Exercise details: Your job is to retype all of the data word for word, leaving every image out.

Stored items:
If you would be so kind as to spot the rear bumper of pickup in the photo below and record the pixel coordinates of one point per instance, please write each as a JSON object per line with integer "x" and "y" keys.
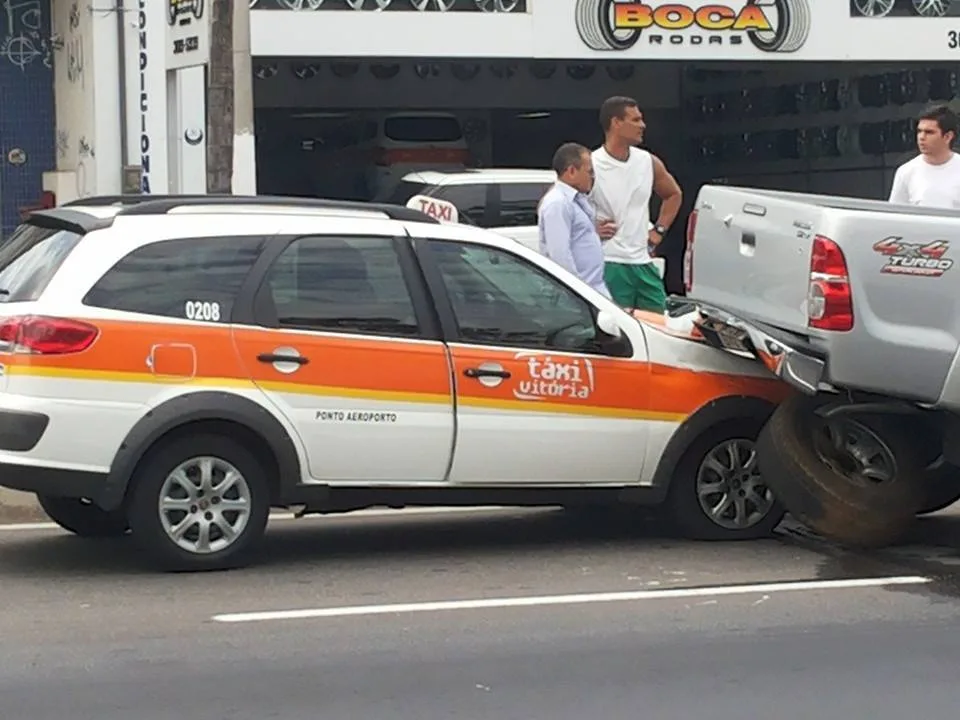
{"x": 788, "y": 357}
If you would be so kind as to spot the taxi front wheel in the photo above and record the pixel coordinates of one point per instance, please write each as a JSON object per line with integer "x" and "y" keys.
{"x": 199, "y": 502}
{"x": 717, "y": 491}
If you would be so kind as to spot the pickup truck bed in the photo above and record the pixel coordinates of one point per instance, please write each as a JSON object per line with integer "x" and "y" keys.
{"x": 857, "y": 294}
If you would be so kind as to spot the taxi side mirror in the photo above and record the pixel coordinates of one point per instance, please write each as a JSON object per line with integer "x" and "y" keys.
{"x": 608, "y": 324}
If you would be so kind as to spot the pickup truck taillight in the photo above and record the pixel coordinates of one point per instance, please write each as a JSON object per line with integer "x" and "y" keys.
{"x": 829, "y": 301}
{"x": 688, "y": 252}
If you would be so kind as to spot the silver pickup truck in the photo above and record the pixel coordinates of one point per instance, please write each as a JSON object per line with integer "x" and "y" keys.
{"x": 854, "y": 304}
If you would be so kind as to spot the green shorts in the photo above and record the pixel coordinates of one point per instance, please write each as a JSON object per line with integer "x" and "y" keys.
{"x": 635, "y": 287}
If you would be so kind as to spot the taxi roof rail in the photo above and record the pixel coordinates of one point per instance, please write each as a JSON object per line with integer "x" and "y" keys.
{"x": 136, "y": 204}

Reply to the task:
If you would be so kind as to spot the rear bumper of pickup in the photo below and record the pixel coordinates of one point per instance, please write each as a JSON object per line with integer "x" and "y" keys.
{"x": 788, "y": 357}
If you would be so kind as to spot the taxi front wheel in the photo above and record the pixel coordinates of one point per instance, please write each as a JSON object per line with integer "x" and "y" keys.
{"x": 199, "y": 502}
{"x": 717, "y": 491}
If you would be so kind as to spot the pickup truck bed in the photo above and record the pixel coordinates of one point per instance, please write each as a JSON object per line with integer "x" and "y" keys.
{"x": 857, "y": 294}
If you would be so kind as to spot the taxi side mirror in the photo above and record the pixel coordinates of one point per instance, please write each as a JSON object per line with integer "x" and "y" keys.
{"x": 608, "y": 324}
If you would be so kind as to spot the pickup truck taillight in the photo above and record the pixel coordinates of one point per instance, please write each as a JSON object per line with integer "x" and "y" keys.
{"x": 829, "y": 301}
{"x": 688, "y": 252}
If you would be so kind as to spot the silver pickup truck in the photo above and record the pixel coordinates of one point per instance, please write each as a JSON object per line with integer "x" and "y" keys.
{"x": 854, "y": 304}
If you would be so kind as to spot the green shorts in the photo above and record the pixel coordinates of one point per instance, please write each as a JSON object per line with integer "x" and "y" keys.
{"x": 635, "y": 287}
If you would be so kind as to spot the taxi roof rail in the photo above and record the pixel coordinates of one point per instance, please write each as a JSON object per line with integer "x" and "y" keys.
{"x": 136, "y": 204}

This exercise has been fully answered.